Short task —
In the entries that follow, identify the line containing "Reviewer note: check that each instance of the vertical" and return it together with all later lines, exactly as they appear.

(Extracted records)
· · · ·

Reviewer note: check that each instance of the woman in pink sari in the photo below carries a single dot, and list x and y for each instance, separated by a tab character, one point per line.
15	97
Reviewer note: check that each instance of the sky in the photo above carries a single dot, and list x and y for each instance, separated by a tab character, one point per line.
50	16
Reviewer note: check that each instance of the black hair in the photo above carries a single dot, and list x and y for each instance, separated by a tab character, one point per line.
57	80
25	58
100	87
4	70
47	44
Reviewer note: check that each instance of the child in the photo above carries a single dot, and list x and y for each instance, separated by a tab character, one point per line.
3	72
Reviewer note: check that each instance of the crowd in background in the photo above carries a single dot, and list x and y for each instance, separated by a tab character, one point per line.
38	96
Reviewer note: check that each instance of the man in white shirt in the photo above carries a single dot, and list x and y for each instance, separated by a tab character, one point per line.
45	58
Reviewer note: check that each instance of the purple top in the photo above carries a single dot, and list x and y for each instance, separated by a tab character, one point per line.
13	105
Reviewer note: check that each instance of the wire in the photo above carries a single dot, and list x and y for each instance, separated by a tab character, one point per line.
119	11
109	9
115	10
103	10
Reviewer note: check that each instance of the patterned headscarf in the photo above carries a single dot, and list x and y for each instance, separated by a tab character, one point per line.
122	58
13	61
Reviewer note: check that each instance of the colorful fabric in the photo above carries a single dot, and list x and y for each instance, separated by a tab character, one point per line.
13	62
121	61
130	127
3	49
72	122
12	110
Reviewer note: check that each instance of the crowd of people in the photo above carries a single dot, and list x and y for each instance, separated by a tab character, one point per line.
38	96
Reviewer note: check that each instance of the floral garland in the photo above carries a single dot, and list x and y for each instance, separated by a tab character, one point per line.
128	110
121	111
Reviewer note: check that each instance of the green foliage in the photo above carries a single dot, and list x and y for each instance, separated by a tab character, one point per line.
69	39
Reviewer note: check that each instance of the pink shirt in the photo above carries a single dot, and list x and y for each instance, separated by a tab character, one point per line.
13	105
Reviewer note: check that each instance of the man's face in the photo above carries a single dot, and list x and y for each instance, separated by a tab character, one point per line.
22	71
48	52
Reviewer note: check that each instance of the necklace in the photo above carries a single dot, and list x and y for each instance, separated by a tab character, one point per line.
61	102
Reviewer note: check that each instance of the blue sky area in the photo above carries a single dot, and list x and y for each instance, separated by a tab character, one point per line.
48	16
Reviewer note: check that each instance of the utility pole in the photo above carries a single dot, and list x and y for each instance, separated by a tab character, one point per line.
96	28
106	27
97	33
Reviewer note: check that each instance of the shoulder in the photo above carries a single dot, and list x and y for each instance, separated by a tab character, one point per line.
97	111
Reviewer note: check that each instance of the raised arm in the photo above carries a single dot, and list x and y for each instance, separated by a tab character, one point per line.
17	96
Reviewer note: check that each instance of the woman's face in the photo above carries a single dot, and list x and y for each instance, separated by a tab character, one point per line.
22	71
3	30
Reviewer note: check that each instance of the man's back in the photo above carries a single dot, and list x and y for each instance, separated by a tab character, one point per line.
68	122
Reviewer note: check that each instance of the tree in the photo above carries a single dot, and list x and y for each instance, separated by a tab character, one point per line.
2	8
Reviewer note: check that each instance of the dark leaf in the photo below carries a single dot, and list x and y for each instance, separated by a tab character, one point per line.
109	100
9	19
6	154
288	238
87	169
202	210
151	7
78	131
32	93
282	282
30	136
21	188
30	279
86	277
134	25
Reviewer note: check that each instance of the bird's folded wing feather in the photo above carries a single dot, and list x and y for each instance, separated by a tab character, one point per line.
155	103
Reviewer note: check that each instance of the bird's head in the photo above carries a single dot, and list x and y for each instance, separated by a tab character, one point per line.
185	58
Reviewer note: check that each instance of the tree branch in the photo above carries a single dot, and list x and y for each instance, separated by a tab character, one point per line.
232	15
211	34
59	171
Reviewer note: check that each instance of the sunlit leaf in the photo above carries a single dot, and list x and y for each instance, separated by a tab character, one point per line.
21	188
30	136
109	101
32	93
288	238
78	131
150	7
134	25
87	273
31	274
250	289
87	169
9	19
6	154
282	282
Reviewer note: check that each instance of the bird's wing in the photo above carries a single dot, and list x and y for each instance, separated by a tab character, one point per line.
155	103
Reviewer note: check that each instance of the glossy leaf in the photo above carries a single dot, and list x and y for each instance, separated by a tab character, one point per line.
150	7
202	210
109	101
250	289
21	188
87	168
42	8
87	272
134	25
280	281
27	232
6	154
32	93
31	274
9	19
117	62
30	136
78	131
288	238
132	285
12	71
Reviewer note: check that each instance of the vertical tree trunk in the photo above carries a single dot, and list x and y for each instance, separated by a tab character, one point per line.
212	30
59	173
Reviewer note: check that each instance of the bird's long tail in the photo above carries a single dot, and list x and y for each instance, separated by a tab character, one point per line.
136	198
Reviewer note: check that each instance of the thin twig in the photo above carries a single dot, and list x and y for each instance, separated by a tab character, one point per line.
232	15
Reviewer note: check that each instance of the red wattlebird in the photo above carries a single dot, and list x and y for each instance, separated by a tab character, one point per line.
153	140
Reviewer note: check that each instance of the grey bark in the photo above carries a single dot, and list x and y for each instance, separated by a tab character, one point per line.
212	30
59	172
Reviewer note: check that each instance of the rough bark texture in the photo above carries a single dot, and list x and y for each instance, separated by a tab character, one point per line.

· · · ·

Response to this exercise —
Reviewer note: check that each instance of the vertical tree trunk in the photo above carries a single dot, and list x and y for each instance, separated by a tab character, one point per line.
212	30
59	173
Reviewer note: check that each instance of the bird's long tail in the photo above carries a single dot, and list x and y for each instance, separated by a tab character, one point per line.
136	198
Reviewer note: check that each instance of the thin twig in the photo above carries a single dot, and list x and y for each instance, separated by a tab character, one point per line.
232	15
Reviewer note: check that each instance of the red wattlebird in the photo above carries a single dot, and list x and y for each instance, separated by a tab character, one point per line.
153	140
Reviewer note: check that each instance of the grey bark in the photo above carries a single dot, and list x and y for each instance, separated by a tab character, one point per line.
212	30
59	172
Reviewer note: check that each instance of the rough bark texture in the photo above carries a single dot, and list x and y for each instance, separated by a tab character, one point per line.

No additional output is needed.